WHAT THE EXERCISE ASKS
The copy you produce must hold every record exactly, and none of the images.

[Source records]
----
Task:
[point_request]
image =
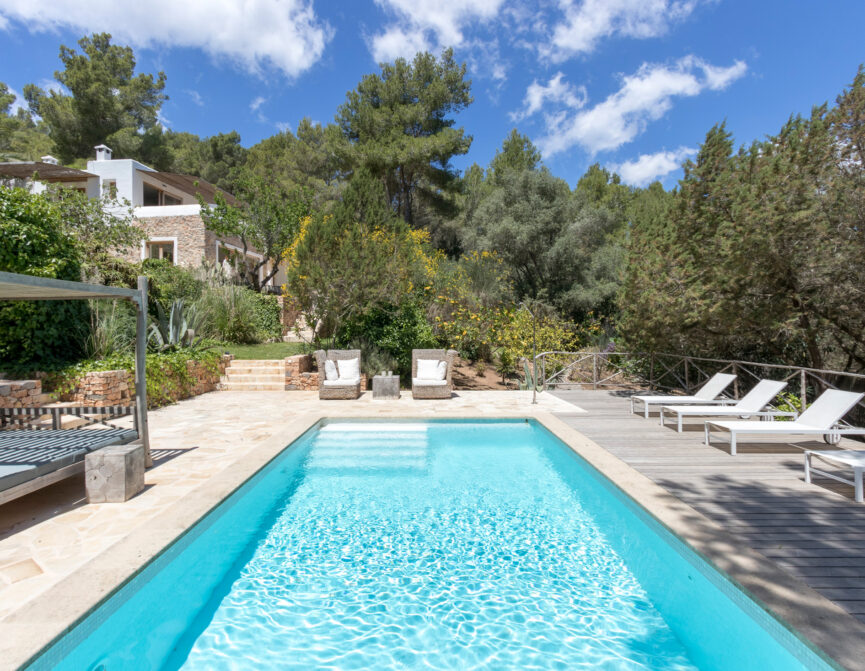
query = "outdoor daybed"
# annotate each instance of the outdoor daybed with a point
(32, 459)
(431, 373)
(338, 374)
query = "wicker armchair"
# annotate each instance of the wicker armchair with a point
(338, 390)
(428, 388)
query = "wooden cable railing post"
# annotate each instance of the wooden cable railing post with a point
(803, 384)
(652, 370)
(544, 370)
(736, 380)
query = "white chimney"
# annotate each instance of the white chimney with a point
(103, 153)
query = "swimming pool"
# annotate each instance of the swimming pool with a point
(436, 544)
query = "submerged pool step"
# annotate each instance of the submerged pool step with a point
(361, 447)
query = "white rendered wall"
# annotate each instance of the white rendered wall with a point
(126, 175)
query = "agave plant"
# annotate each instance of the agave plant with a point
(172, 332)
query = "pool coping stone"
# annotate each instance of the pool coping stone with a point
(29, 630)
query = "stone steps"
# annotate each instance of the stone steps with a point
(252, 386)
(254, 375)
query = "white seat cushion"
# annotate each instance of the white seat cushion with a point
(342, 382)
(349, 369)
(431, 369)
(422, 382)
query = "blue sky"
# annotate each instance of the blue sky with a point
(631, 84)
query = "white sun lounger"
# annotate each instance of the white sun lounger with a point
(751, 405)
(855, 459)
(821, 418)
(705, 395)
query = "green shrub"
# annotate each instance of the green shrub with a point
(267, 316)
(396, 330)
(112, 329)
(373, 358)
(168, 283)
(33, 241)
(229, 313)
(168, 376)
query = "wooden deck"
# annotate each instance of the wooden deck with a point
(816, 532)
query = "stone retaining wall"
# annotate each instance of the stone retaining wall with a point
(22, 394)
(299, 375)
(101, 388)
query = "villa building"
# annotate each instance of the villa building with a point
(165, 205)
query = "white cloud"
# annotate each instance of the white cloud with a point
(283, 34)
(18, 103)
(427, 25)
(649, 167)
(555, 91)
(643, 97)
(586, 22)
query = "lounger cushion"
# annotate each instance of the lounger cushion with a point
(342, 382)
(431, 369)
(349, 369)
(421, 382)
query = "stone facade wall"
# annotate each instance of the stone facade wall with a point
(189, 231)
(299, 375)
(22, 394)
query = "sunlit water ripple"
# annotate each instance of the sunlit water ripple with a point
(429, 548)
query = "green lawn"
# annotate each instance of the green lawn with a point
(268, 350)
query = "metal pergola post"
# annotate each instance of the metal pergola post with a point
(141, 368)
(18, 287)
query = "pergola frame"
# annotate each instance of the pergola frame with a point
(15, 287)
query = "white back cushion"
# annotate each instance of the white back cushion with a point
(761, 395)
(716, 384)
(428, 369)
(349, 369)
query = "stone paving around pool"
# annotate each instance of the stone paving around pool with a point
(48, 535)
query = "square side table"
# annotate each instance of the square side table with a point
(385, 387)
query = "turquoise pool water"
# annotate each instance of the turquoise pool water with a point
(441, 545)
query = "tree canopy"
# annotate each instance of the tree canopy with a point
(107, 102)
(399, 127)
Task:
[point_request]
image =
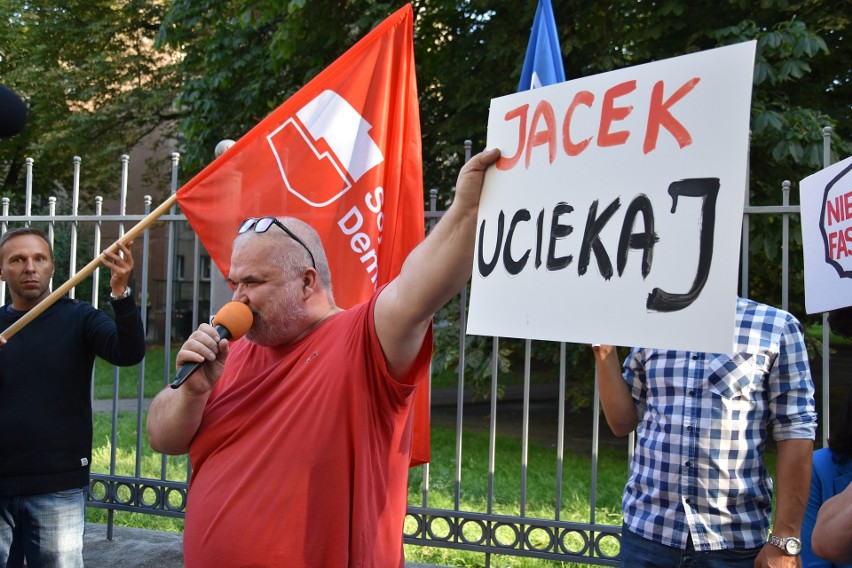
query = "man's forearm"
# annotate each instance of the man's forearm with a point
(793, 476)
(173, 420)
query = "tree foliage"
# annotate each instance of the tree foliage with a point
(93, 83)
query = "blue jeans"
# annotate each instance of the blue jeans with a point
(638, 552)
(45, 529)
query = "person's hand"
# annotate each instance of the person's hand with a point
(203, 346)
(469, 183)
(121, 266)
(773, 557)
(602, 351)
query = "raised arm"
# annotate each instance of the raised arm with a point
(617, 403)
(175, 414)
(433, 273)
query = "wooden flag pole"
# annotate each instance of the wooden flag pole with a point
(88, 269)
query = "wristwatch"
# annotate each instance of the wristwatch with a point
(123, 295)
(790, 545)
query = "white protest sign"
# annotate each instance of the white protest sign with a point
(615, 211)
(826, 199)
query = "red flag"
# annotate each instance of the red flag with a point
(344, 155)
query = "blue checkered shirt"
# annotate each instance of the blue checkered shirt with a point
(704, 420)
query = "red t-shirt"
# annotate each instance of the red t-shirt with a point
(302, 455)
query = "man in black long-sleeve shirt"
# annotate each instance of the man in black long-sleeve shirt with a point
(45, 399)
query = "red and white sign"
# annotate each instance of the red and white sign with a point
(826, 198)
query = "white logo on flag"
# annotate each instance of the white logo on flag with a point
(324, 149)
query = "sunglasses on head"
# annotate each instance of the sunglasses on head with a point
(262, 225)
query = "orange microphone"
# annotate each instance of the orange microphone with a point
(232, 321)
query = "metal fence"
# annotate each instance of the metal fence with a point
(172, 270)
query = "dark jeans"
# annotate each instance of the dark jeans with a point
(637, 552)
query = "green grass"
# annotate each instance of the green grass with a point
(128, 377)
(125, 464)
(541, 483)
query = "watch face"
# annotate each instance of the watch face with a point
(793, 546)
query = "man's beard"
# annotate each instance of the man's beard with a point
(282, 322)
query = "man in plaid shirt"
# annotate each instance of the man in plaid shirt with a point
(698, 493)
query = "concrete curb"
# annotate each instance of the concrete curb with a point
(142, 548)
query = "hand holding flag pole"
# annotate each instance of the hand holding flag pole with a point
(88, 269)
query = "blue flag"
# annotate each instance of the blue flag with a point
(543, 62)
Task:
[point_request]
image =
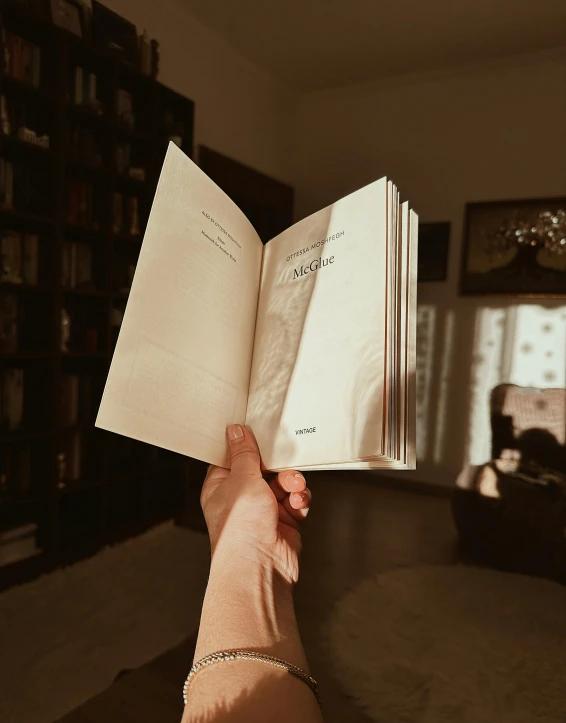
----
EXERCISE RESPONSE
Task:
[point_request]
image =
query = "outdoor daybed"
# annotate each instance of the outdoor daybed with a point
(32, 459)
(431, 373)
(338, 374)
query = "wicker armchair"
# annotate each instance of the wicker armchair with a point
(338, 390)
(428, 388)
query = "wooden cable railing post"
# annotate each instance of the wooden cable railing post with a point
(803, 384)
(652, 370)
(544, 370)
(736, 380)
query = "white chimney"
# annotate each instance of the white chimney with a point
(103, 153)
query = "swimming pool"
# annotate each instance of the swimming pool with a point
(436, 544)
query = "submerged pool step"
# annotate each instance of the submerged pool step with a point
(361, 447)
query = "white rendered wall"
# annotate each instance of the white rendered wall with a point
(126, 175)
query = "agave plant"
# annotate each instance of the agave plant with a point
(172, 332)
query = "pool coping stone"
# annotate each instance of the pool coping stone with a point
(29, 630)
query = "stone steps"
# annotate each instance of the stone steps with a point
(252, 386)
(254, 375)
query = "white seat cushion"
# annotate each instance of the white seat cushion with a point
(342, 382)
(349, 369)
(431, 369)
(422, 382)
query = "blue sky"
# annotate each instance of the blue sky with a point
(631, 84)
query = "white sun lounger"
# annotate each instance of the white sun lounger with a point
(751, 405)
(855, 459)
(821, 418)
(705, 395)
query = "green shrub"
# annotate each instance of the green shrub with a point
(267, 316)
(396, 330)
(112, 329)
(373, 358)
(168, 283)
(33, 241)
(229, 313)
(168, 376)
query = "wooden deck"
# annotate each instance of the wooden deck with a point
(816, 532)
query = "stone retaining wall"
# annotate each instance of the stone retaining wall with a point
(22, 394)
(299, 375)
(101, 388)
query = "villa building"
# annotate each instance of the villa building with a point
(165, 205)
query = "white cloud"
# annotate each instance of the white cloud with a point
(283, 34)
(18, 103)
(427, 25)
(649, 167)
(555, 91)
(643, 97)
(586, 22)
query = "lounger cushion"
# annotate each instance of the lounger cushion with a point
(342, 382)
(431, 369)
(349, 369)
(421, 382)
query = "stone facade wall"
# annotate each instance of the stone facade wall with a point
(189, 231)
(299, 375)
(22, 394)
query = "sunlit water ripple"
# annotate each instance of the sunlit water ripple with a point
(429, 548)
query = "green lawn"
# annotate each instance of the green lawn with a point
(268, 350)
query = "metal pergola post"
# annotate each instance of the metal pergola post with a point
(141, 368)
(18, 287)
query = "pergola frame"
# annotate each instance of the pergola frame with a point
(15, 287)
query = "white back cushion"
# annotate each instance of the white back cushion with a point
(761, 395)
(716, 384)
(428, 369)
(349, 369)
query = "stone paving around pool"
# annotate each instance of the stone paving around pool with a point
(48, 535)
query = "square side table"
# annotate each instance of the square side table with a point
(385, 387)
query = "turquoise pool water"
# annotate each instance of the turquoise pool water with a point
(441, 545)
query = "tree canopy"
# annotate each instance of the tree canopy with a point
(107, 102)
(399, 127)
Task:
[point_request]
image =
query = "man's forearm"
# annotate each instance of the man's forearm with a point
(793, 476)
(173, 420)
query = "tree foliage"
# annotate each instance of the tree foliage with a point
(93, 83)
query = "blue jeans"
# annotate each instance of the blue jeans with a point
(638, 552)
(45, 529)
query = "person's hand"
# annotate each instance of the person's hand with a point
(203, 346)
(469, 183)
(121, 266)
(773, 557)
(602, 351)
query = "raised arm"
# annotate each instance of the raised arm with a point
(617, 403)
(175, 414)
(433, 273)
query = "wooden flag pole"
# annotate each instance of the wooden flag pole with a point
(88, 269)
query = "wristwatch"
# annotate each instance of the wristwatch with a point
(123, 295)
(790, 545)
query = "white protest sign"
# annotate each instance of the white protest sign with a point
(615, 211)
(826, 199)
query = "red flag"
# annotate each instance of the red flag with a point
(344, 155)
query = "blue checkered shirt"
# annotate each instance of the blue checkered shirt with a point
(704, 420)
query = "red t-shirt"
# annotate each instance of the red t-shirt with a point
(302, 455)
query = "man in black long-sleeve shirt"
# annotate each instance of the man in black long-sleeve shirt with a point
(45, 399)
query = "red and white sign"
# annotate each instance of the red and white sign with a point
(826, 198)
query = "white logo on flag"
# annotate each instance of the white logo on flag with a point
(324, 149)
query = "sunglasses on head"
# annotate each instance of the sunglasses on head with a point
(262, 225)
query = "orange microphone"
# annotate each instance of the orange microphone with a point
(232, 321)
query = "metal fence"
# annotate each instance of the metal fence with a point
(172, 270)
query = "dark jeans"
# annotate each instance of the dark jeans with a point
(637, 552)
query = "green grass"
# annotate each instance of the green grass with a point
(128, 377)
(125, 464)
(541, 483)
query = "watch face"
# annotate each instance of the watch face with a point
(793, 546)
query = "man's beard"
# annotate each instance of the man's beard with a point
(282, 322)
query = "man in plaid shirt"
# annotate each instance of the man in plaid shirt with a point
(698, 493)
query = "concrete curb"
# annotate each instance of the concrete curb with a point
(142, 548)
query = "hand holding flag pole"
# annotate each instance of the hand holding flag pole with a point
(88, 269)
query = "blue flag"
# annotate each instance of the blue flag with a point
(543, 62)
Task:
[point_request]
image =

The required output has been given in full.